## Aim of the exercise:
Lay out the items below as a JSON list of strings, one string per line, leaving out any blank lines.

= = = = = = =

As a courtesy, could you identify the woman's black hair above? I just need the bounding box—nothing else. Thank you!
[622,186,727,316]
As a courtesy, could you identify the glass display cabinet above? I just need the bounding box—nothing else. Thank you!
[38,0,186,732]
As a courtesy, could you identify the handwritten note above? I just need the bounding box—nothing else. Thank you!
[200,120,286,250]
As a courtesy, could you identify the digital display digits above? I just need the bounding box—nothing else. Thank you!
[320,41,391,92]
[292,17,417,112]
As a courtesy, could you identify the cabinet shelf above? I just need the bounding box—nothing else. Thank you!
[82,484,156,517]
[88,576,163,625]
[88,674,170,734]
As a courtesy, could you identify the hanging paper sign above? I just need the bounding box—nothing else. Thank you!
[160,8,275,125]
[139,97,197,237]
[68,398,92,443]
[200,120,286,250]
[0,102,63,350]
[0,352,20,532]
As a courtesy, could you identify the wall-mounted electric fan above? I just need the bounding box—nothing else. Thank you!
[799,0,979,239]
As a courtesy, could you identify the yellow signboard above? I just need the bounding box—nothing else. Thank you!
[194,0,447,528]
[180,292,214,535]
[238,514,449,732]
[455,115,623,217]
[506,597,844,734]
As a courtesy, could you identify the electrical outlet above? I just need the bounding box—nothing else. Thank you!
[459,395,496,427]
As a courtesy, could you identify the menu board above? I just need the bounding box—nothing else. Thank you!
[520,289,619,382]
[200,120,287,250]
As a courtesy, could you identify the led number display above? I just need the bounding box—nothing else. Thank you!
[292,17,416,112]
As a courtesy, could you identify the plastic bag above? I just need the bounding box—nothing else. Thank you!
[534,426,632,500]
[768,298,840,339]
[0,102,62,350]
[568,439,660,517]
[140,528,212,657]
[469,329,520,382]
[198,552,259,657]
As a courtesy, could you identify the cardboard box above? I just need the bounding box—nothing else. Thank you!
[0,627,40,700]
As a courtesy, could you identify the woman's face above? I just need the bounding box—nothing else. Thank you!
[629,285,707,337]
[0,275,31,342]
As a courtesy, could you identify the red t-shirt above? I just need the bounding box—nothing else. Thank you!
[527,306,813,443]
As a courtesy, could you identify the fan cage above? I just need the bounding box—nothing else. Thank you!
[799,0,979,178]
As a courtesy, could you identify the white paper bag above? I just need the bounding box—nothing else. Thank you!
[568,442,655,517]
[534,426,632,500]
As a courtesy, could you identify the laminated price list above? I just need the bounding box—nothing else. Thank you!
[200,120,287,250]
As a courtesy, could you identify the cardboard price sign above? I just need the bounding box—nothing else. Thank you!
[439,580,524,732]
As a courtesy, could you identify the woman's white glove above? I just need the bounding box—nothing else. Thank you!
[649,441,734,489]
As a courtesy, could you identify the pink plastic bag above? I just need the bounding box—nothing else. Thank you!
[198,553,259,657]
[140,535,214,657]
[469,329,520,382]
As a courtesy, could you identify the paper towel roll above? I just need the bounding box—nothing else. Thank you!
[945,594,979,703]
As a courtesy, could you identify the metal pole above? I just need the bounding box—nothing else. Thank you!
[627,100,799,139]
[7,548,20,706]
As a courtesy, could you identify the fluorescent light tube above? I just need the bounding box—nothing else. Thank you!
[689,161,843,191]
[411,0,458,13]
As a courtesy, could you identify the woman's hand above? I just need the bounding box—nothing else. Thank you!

= = = = = = =

## Response for this exercise:
[
  "As a courtesy, could you identify the woman's black hair above? I just need the bounding box—nothing else. Thank you!",
  "[622,186,727,316]",
  "As a courtesy, could you identify the glass display cabinet above? I just need the bounding box—nothing else. Thank you!",
  "[38,0,186,732]",
  "As a courtesy, could you identify the handwritten note above? I just need the bounding box—nothing else. Thank you!",
  "[200,120,286,250]",
  "As a courtesy, could you identify the digital display digits above? I just need the bounding box—nothing else. Thank you!",
  "[320,41,391,92]",
  "[292,17,417,112]",
  "As a courtesy, could you identify the cabinet shelf above? I just need the bounding box—nothing else. Thank you!",
  "[82,484,156,517]",
  "[88,576,163,625]",
  "[88,674,170,734]",
  "As a courtesy, could you identify the hanging paper sign above? I just need the bounding box—nothing else. Thank you!",
  "[160,8,275,125]",
  "[139,97,197,237]",
  "[68,398,92,443]",
  "[200,120,286,250]",
  "[0,102,63,350]",
  "[0,352,20,532]",
  "As a courtesy, could you identify the wall-mounted electric fan above? I just need the bounding box—nothing else. Thank you!",
  "[799,0,979,239]",
  "As a courtesy, could you identify the yellow signboard above? I just need the bounding box—nothing else. Thank you!",
  "[194,0,447,528]",
  "[180,292,214,535]",
  "[238,514,449,732]",
  "[455,115,623,217]",
  "[506,597,844,734]",
  "As a courtesy, could you identify the electrical outlet above? I just need the bounding box—nothing else. Thank you!",
  "[459,395,496,427]",
  "As a courtesy, could you identify the menu board above? I just need the bounding box—nothing else. Thank you!",
  "[520,289,619,382]",
  "[200,120,287,250]",
  "As a courtesy, could you identify the led number display above? I just need the bounding box—nothing else. Thank you!",
  "[292,17,416,112]",
  "As a courtesy, could you identify the plastic bag above? I just need the bounding box—nothing else. Thank you!",
  "[534,426,632,500]",
  "[768,298,840,339]",
  "[0,102,62,350]",
  "[568,439,660,517]",
  "[140,528,212,657]",
  "[469,329,520,382]",
  "[198,552,259,657]",
  "As a courtesy, could you identify the cardboard box above? I just need the bounding box—nothing else. Thank you!",
  "[0,627,40,700]",
  "As a courtesy, could you identify the woman's face above? I just need the bounding box—nothing else. Thank you!",
  "[629,285,707,337]",
  "[0,275,31,342]",
  "As a courtesy, could you identify the red t-shirt above? I just need the bounding box—nothing else. Thank you!",
  "[527,306,813,443]",
  "As a courtesy, could you identify the fan cage above? I just need the bounding box—nothing else. Thank you!",
  "[799,0,979,178]",
  "As a courtesy, could you identify the white paper bag above? I just need the bounding box—nothing else. Thank you!",
  "[568,442,655,517]",
  "[534,426,632,500]",
  "As a courtesy, could you identify the laminated price list above? I just need the bounding box—nothing else. Thank you!",
  "[200,120,287,250]",
  "As a courtesy, could you identify the cardboard price sign above? I just need the bounding box—nothing else. Thank you!",
  "[439,580,524,732]",
  "As a courtesy, could you identify the woman's white glove above? I just need the bounding box—nothing else. Thank you!",
  "[649,441,734,489]",
  "As a courtesy, could you identify the pink plastic bag above? I just need the bounding box—nothing else. Thank you!",
  "[198,553,259,657]",
  "[140,535,214,657]",
  "[469,329,520,382]",
  "As a courtesy, could you identify the paper towel roll above? I just need the bounding box—nothing else. Thank you!",
  "[945,594,979,703]",
  "As a courtesy, could you identify the metal pole above? I just need the bounding box—nothing else. Thank you!",
  "[627,100,799,139]",
  "[7,548,20,706]",
  "As a courtesy, could you identify the fluorescent light tube above? I just need the bounding box—nothing else. Thank you!",
  "[689,161,843,191]",
  "[411,0,458,13]",
  "As a courtesy, could you identify the woman's hand above? I just need the bounding box—nothing else. Thank you!"
]